Exercise aim |
List every line of the records below that contains the word "white", copying each such line in full. Matching is case-sensitive.

(begin)

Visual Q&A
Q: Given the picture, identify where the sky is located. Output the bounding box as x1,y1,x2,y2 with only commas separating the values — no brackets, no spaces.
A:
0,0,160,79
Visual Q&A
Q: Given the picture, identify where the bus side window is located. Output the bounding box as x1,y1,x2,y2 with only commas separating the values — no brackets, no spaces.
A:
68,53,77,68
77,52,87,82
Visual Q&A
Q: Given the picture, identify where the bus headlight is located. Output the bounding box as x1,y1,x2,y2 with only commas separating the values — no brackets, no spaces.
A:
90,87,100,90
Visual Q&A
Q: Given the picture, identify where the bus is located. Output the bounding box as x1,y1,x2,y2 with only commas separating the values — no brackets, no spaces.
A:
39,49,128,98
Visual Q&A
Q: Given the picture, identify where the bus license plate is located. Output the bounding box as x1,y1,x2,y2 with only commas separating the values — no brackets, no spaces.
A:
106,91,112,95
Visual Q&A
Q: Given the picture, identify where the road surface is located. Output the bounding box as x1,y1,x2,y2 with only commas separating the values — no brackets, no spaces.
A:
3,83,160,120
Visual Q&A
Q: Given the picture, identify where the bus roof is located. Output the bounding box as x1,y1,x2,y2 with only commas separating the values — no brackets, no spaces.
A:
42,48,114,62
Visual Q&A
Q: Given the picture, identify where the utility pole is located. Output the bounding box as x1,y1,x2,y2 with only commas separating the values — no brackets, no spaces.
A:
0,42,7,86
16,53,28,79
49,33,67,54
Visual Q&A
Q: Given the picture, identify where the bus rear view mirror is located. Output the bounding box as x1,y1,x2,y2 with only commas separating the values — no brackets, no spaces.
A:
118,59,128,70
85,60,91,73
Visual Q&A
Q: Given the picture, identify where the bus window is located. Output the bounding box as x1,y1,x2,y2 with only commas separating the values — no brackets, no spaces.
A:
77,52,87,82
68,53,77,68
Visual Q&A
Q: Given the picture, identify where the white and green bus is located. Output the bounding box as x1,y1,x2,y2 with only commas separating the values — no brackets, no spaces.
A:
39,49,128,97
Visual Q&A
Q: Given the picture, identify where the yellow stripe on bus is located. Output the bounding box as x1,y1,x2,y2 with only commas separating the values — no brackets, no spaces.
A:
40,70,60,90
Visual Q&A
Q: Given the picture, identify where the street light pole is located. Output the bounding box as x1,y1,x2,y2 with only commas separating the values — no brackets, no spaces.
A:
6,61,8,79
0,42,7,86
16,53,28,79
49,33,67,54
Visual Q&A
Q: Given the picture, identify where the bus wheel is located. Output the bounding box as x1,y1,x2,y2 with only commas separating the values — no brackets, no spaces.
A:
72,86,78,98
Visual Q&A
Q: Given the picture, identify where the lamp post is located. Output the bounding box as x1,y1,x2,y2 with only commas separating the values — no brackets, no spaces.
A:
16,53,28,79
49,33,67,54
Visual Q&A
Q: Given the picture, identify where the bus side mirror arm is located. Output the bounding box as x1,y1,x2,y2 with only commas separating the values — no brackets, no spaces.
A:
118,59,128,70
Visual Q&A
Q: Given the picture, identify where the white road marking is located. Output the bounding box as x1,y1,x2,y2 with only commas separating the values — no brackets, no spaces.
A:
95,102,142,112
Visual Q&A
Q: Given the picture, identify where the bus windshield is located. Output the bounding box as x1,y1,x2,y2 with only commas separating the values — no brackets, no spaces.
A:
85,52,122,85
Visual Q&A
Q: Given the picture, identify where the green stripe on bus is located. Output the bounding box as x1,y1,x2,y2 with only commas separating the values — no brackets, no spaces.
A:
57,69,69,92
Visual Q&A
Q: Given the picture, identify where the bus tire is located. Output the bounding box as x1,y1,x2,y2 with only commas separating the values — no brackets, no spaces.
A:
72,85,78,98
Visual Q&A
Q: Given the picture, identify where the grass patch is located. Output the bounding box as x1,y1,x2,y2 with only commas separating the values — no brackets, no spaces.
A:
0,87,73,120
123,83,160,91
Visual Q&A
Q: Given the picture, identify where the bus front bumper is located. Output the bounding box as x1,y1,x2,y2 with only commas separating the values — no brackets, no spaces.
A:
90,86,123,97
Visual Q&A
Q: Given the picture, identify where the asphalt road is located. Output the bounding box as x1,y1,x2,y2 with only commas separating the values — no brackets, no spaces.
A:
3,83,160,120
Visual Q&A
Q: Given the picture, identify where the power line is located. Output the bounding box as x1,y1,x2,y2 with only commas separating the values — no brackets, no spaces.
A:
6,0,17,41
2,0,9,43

(end)

Output of the task |
Q: Given the picture, identify where the white and green bus is located. Output the bounding box as x1,y1,x2,y2 with only commas separating the values — no brackets, no spaces.
Q: Given the picture, identify where the white road marking is located. Output the bounding box as x1,y1,x2,y2 with only commas separating the values — no brackets, no spaces.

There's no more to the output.